_What you will do_: Will you quote only the lines starting at the one that contains "[outline] green grass, every instance" and ending with the last line of the listing below, inclusive?

_Records provided_:
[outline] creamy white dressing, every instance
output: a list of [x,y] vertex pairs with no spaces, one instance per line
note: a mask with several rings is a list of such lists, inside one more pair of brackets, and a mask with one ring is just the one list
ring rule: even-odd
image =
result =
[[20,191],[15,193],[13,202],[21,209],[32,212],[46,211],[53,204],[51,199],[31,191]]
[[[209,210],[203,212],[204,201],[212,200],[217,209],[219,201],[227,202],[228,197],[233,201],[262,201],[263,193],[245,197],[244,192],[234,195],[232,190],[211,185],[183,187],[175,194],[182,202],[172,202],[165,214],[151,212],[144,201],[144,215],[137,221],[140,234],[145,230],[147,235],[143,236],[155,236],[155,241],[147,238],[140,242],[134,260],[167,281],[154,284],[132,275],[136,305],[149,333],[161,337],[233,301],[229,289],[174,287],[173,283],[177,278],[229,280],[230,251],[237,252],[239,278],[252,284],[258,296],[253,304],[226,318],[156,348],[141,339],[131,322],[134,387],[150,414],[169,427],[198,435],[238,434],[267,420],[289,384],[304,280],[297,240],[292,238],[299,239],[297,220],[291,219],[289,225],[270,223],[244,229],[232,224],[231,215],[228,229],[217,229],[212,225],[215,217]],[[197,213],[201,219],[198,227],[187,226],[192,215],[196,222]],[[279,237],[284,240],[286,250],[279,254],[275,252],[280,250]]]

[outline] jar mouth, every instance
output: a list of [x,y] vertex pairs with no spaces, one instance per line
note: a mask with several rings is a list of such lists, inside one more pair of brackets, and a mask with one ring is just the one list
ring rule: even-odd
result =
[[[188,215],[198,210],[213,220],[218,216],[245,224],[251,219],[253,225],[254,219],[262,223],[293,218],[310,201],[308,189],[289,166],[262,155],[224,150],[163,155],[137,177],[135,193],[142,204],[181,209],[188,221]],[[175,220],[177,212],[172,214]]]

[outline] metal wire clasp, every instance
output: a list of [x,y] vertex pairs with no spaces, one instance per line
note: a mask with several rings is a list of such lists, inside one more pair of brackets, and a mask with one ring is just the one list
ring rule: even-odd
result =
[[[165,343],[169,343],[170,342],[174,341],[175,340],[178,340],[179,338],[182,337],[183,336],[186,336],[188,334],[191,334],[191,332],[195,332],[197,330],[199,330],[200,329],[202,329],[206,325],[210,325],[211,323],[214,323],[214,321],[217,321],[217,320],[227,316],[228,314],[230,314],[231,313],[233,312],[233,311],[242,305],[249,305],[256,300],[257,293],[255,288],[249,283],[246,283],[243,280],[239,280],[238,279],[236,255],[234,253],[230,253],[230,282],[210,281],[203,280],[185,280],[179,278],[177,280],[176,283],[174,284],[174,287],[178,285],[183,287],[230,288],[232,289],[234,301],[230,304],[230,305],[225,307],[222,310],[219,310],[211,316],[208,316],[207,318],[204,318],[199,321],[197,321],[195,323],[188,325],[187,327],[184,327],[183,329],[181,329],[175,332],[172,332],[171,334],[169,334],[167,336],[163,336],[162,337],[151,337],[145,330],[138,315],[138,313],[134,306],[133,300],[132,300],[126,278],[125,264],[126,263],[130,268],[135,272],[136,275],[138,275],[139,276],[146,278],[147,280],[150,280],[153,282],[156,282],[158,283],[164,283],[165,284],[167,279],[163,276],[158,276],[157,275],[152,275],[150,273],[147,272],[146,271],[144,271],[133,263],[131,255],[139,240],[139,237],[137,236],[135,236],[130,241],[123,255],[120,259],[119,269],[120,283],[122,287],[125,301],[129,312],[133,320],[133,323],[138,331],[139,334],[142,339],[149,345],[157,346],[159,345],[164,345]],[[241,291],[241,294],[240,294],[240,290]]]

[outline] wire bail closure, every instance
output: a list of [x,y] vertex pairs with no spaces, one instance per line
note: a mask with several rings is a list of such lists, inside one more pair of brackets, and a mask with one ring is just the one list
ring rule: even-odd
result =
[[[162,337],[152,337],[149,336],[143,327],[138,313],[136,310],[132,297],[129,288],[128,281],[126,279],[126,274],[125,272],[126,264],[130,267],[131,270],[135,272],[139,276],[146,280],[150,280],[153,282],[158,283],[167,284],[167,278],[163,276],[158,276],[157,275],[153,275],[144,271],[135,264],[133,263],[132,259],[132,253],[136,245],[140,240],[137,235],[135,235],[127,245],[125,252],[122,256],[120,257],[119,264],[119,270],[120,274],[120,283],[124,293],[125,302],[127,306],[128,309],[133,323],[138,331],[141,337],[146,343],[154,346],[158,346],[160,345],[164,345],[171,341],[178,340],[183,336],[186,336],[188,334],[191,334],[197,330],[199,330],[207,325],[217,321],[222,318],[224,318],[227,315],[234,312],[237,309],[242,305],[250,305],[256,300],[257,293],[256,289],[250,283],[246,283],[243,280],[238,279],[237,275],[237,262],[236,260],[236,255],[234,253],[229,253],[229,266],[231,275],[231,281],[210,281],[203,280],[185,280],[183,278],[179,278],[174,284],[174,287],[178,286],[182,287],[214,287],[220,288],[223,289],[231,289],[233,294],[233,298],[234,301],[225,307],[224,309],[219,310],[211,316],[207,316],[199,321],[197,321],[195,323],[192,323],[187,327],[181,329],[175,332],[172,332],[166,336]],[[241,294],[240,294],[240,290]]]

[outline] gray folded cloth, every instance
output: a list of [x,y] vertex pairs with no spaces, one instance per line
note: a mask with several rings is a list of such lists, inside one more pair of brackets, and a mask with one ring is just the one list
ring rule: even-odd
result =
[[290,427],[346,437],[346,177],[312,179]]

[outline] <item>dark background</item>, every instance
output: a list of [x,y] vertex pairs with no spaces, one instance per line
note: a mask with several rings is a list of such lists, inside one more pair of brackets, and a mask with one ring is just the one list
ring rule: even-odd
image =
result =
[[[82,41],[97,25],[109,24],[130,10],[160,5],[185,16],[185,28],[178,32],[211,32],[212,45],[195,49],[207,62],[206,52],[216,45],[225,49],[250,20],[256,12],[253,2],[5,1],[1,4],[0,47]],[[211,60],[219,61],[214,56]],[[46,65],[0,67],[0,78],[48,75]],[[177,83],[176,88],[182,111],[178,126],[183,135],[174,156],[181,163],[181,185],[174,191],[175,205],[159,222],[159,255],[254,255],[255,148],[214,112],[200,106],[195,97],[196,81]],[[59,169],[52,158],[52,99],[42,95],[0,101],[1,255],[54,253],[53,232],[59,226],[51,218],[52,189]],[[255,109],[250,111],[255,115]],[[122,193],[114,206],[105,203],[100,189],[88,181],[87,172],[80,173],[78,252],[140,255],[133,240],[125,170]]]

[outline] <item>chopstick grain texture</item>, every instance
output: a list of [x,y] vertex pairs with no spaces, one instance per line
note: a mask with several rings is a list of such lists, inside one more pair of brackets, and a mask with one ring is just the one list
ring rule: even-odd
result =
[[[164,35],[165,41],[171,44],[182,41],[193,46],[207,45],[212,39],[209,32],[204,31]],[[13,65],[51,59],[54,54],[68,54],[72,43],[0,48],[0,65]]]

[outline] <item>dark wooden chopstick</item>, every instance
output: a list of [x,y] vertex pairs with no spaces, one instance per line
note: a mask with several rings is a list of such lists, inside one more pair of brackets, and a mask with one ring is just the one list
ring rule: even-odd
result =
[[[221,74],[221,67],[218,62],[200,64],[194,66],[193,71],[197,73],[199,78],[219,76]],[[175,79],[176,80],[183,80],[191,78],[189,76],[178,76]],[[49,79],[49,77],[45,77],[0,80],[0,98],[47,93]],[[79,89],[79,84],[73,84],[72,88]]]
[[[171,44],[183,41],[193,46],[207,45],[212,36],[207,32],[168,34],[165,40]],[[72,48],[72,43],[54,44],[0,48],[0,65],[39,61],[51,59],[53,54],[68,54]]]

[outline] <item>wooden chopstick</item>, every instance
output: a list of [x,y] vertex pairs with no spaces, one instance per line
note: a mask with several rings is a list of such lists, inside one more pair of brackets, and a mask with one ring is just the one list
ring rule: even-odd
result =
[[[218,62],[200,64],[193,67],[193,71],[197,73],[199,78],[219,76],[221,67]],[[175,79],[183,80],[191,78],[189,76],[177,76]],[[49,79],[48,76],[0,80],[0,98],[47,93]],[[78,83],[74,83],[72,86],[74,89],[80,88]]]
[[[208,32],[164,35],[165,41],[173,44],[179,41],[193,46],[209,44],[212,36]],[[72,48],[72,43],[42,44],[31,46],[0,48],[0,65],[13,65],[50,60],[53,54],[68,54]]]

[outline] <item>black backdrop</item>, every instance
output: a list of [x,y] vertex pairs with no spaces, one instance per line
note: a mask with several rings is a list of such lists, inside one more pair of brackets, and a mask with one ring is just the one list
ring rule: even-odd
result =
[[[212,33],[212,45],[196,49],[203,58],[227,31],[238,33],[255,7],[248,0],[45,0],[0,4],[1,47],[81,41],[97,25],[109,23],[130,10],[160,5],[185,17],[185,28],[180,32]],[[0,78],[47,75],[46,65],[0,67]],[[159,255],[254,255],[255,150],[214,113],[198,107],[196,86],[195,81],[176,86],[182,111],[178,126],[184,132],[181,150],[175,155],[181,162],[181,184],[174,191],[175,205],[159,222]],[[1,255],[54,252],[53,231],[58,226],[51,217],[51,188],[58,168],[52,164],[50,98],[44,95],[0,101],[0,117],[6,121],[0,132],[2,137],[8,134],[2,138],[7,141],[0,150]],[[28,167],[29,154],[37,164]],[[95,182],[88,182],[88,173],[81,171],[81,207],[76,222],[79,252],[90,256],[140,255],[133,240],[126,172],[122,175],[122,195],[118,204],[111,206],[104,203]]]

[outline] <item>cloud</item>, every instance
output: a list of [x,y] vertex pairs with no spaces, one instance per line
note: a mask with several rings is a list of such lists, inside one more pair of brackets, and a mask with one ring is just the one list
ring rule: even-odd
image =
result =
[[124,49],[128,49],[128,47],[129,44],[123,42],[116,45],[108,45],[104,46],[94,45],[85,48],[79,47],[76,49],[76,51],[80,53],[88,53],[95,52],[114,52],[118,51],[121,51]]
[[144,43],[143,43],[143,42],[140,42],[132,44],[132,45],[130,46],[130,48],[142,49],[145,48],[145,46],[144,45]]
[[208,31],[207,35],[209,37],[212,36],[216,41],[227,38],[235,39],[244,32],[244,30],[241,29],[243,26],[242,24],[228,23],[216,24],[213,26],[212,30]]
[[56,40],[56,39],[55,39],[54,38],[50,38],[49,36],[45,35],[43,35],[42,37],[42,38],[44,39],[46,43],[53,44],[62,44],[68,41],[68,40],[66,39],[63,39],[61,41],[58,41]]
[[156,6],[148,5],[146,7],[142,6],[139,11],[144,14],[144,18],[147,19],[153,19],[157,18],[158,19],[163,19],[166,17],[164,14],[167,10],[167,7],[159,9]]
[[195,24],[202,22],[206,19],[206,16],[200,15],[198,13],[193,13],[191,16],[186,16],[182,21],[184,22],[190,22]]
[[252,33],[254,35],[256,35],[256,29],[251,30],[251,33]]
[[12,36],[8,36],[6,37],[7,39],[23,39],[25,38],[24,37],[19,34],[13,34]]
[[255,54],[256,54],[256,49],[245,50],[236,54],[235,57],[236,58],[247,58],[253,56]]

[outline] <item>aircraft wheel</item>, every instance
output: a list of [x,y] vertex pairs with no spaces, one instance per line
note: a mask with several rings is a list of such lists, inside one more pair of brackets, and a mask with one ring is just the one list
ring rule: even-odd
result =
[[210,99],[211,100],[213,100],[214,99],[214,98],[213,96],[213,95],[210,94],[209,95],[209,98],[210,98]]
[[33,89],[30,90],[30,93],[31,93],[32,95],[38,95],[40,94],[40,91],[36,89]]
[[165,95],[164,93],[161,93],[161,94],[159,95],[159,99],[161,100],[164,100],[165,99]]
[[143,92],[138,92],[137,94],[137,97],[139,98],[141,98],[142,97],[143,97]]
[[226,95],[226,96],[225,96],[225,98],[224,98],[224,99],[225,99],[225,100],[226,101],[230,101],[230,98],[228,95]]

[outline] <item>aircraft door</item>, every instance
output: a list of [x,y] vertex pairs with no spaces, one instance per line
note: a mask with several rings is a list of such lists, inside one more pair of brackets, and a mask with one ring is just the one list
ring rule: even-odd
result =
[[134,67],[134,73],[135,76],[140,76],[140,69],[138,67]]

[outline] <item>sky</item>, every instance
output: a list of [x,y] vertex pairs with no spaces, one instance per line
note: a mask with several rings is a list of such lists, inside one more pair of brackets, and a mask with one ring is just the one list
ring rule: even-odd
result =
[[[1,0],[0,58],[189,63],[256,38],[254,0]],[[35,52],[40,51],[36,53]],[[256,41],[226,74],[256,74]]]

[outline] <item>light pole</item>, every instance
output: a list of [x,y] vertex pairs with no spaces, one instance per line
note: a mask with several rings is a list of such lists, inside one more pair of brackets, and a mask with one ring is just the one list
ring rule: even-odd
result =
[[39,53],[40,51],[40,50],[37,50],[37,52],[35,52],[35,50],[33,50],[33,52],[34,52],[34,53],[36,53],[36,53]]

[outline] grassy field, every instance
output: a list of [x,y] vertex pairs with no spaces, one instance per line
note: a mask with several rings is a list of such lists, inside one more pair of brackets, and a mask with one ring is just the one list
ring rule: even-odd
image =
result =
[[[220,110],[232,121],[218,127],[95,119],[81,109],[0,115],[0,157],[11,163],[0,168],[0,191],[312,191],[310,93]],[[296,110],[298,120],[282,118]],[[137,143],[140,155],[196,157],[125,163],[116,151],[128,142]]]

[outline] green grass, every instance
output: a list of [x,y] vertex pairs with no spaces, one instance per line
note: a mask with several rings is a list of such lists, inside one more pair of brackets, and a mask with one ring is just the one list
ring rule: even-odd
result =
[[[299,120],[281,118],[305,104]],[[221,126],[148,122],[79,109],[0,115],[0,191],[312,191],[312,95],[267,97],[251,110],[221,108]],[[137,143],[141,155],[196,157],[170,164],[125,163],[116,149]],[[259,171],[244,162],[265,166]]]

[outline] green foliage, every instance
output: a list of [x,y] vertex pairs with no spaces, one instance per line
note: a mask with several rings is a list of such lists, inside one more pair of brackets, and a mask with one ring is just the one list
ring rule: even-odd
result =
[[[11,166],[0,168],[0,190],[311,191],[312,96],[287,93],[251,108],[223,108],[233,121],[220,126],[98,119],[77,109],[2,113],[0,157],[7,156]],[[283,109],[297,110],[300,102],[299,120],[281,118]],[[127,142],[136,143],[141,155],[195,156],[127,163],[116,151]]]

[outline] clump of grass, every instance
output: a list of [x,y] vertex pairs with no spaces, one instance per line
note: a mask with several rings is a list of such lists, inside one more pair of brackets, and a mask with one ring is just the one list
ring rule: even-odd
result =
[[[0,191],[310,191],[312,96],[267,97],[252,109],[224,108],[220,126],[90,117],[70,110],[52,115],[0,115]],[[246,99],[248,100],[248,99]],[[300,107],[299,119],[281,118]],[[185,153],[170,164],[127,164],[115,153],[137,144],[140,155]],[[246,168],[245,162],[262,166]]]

_Response_:
[outline] green grass, every instance
output: a list of [x,y] vertex pairs with no spaces, one instance per line
note: a mask with several rings is a list of such lists, inside one more pair of brackets, and a mask with one ring is just the one list
ring rule: even-odd
result =
[[[299,120],[281,118],[305,104]],[[221,126],[148,122],[79,109],[0,115],[0,191],[312,191],[312,95],[267,97],[251,110],[221,108]],[[137,143],[141,155],[196,157],[170,164],[125,163],[116,149]],[[259,171],[244,162],[265,166]]]

[outline] green foliage, every instance
output: a list of [x,y] vertex pairs with no spaces, one instance per line
note: a mask with several rings is a list of such lists, inside one more pair of brackets, and a mask with one ring is just the one list
ring rule: even-odd
result =
[[[11,166],[0,168],[0,190],[311,191],[312,96],[287,93],[251,108],[223,108],[233,121],[220,126],[98,119],[77,109],[2,113],[0,157],[7,156]],[[283,109],[297,110],[300,102],[299,120],[281,118]],[[127,142],[136,143],[141,155],[195,156],[127,163],[116,151]]]

[outline] clump of grass, every instance
output: a list of [x,y] vertex pairs with no spaces, one instance per line
note: a mask with several rings is a list of such lists, inside one more pair of brackets, and a mask with one ring is just the one list
ring rule: even-odd
result =
[[[0,191],[310,191],[312,96],[267,97],[252,109],[224,108],[220,126],[90,117],[70,110],[52,115],[0,115]],[[246,99],[248,100],[248,99]],[[300,107],[299,119],[281,118]],[[185,153],[170,164],[127,164],[115,153],[137,144],[140,155]],[[246,168],[245,162],[262,166]]]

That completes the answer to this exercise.